Request :: Extract the records below word for word and ignore the images.

--- Records to use ---

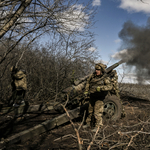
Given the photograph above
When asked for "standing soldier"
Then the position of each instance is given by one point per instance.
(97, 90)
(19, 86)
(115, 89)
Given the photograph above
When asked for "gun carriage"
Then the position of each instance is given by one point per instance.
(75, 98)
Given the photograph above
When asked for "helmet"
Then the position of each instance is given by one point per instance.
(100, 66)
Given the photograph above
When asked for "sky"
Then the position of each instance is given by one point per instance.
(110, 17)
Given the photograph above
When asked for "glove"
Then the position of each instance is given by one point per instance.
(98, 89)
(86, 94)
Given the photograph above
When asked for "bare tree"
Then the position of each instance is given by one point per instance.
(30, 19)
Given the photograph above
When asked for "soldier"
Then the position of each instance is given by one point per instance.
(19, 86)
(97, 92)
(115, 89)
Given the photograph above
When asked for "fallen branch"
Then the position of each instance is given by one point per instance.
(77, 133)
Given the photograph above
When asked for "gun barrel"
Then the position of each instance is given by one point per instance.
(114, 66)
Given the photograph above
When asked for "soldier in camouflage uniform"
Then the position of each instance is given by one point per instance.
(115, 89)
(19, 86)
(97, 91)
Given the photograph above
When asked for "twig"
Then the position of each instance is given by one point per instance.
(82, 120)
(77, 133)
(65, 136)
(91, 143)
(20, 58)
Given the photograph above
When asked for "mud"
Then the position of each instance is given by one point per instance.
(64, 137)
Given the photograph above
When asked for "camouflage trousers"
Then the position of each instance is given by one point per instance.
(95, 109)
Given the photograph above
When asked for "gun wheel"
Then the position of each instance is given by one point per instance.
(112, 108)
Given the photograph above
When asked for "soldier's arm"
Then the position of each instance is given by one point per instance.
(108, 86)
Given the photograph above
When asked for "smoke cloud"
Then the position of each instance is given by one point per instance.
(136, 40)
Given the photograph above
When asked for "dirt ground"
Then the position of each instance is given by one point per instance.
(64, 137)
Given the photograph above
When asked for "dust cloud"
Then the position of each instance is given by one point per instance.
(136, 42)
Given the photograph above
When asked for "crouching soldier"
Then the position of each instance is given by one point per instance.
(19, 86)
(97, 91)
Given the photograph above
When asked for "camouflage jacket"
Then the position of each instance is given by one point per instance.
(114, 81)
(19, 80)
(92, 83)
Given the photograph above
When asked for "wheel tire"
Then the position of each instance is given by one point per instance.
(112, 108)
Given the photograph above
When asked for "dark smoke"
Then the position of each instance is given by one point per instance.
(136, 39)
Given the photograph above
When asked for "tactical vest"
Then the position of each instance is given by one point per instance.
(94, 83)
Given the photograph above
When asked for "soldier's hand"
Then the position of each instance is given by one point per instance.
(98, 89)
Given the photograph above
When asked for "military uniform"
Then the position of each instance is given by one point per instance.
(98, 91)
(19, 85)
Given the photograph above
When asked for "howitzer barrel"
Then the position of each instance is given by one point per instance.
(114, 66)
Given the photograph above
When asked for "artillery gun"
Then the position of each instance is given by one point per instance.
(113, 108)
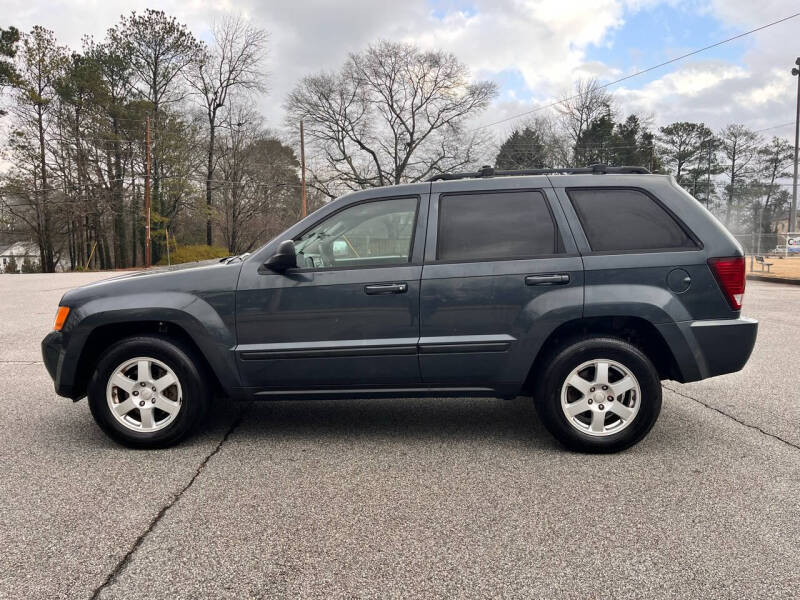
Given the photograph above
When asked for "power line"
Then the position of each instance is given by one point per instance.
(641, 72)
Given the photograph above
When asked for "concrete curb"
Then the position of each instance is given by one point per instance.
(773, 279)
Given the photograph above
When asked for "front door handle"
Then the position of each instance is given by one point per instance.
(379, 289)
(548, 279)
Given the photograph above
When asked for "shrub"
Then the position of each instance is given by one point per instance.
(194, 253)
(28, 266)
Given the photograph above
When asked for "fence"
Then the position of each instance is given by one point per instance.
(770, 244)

---

Output for this exercise ::
Given the photograph above
When asked for "standing soldier"
Then the position of each instance is given by one point per instance.
(97, 90)
(19, 86)
(115, 89)
Given the photograph above
When asked for "gun carriage"
Then the position of each instance is given by one point per instance.
(75, 98)
Given the photograph above
When asked for "helmet"
Then the position of each instance is given by one point per instance.
(100, 66)
Given the photograph above
When asked for "sky"
Then the position of each instance is given by one point per instance.
(110, 17)
Given the photograph above
When asked for "glove"
Then the position of each instance is given by one point per instance.
(98, 89)
(86, 94)
Given the photograph above
When asked for "bare tree"
Then the position of each instance is given by one point per instance.
(30, 19)
Given the photograph above
When asked for "soldier"
Then the position of each instance is given by one point per instance.
(19, 86)
(97, 92)
(115, 89)
Given the photograph above
When asked for "fallen branch"
Then the position of each instance is given by one point per instance.
(77, 133)
Given the photograph above
When asked for "gun barrel"
Then the position of each instance is given by one point per instance.
(114, 66)
Given the photograph above
When asked for "soldier in camouflage uniform"
Then the position of each instance is given by one point per instance.
(115, 89)
(19, 86)
(97, 91)
Given the photograph above
When asked for "twig"
Then the position of each instance is given by one point per instance.
(82, 120)
(77, 133)
(65, 136)
(91, 143)
(20, 58)
Given the photograph above
When asked for "mud"
Then the position of each instance is given by one point per instance.
(64, 137)
Given the photograph above
When asked for "camouflage trousers"
Then the position of each instance is given by one point per instance.
(95, 109)
Given the photograph above
When asked for "gun wheel"
Then the position of each instance is given by one point per instance.
(112, 108)
Given the photograph above
When asked for "soldier's arm"
Then the position of each instance is given by one point per instance.
(108, 86)
Given the photograph above
When asked for "smoke cloud"
Then the position of each instance is given by one point per instance.
(136, 40)
Given the photograph above
When asked for "dirt ground"
Then the position of each instance is given by one point per instance.
(64, 137)
Given the photograph above
When asked for "dust cloud"
Then the position of each instance is given by one point per instance.
(136, 42)
Given the photograph above
When asked for "crouching soldier"
Then the position of each instance is given by one point per instance.
(19, 86)
(97, 91)
Given the photograph above
When asked for "camouflage jacket"
Then the position of each instance is given by one point per instance.
(114, 81)
(19, 80)
(92, 83)
Given the photograph above
When asked for "wheel tire"
Then the position of each instance is given by one point per instance.
(112, 108)
Given the photograph above
When asked for "dark smoke"
Then the position of each instance is given by one point per instance.
(136, 39)
Given the photograph above
When asked for "tactical vest"
Then the position of each instance is given by one point per instance.
(94, 83)
Given the photograph above
When asked for "soldier's hand"
Then the position of each instance is given by one point per instance.
(98, 89)
Given the photograph above
When asked for "military uniform"
Then the position of each instance is given by one point per instance.
(98, 91)
(19, 85)
Given the photograph above
When asked for "howitzer barrel"
Then the position of each instance is given by one point per instance.
(114, 66)
Given the photograph above
When asked for "artillery gun"
Then the position of each instance is given by one point per instance.
(113, 108)
Given the photograph above
When asked for "power line"
Then the position of each instance is given by one point per instance.
(641, 72)
Given the photograph above
When asked for "concrete curb"
Then the position of each instance is given by one point per instance.
(773, 279)
Given the photograph above
When asked for "front door handle"
Then the position of each instance is given by one point per instance.
(379, 289)
(548, 279)
Given the photograph above
When asked for "shrub"
Then the position of each instance is given by one point per instance.
(194, 253)
(28, 266)
Given the photograph above
When asked for "fence"
Then the position of each instance is given by one point per instance.
(770, 244)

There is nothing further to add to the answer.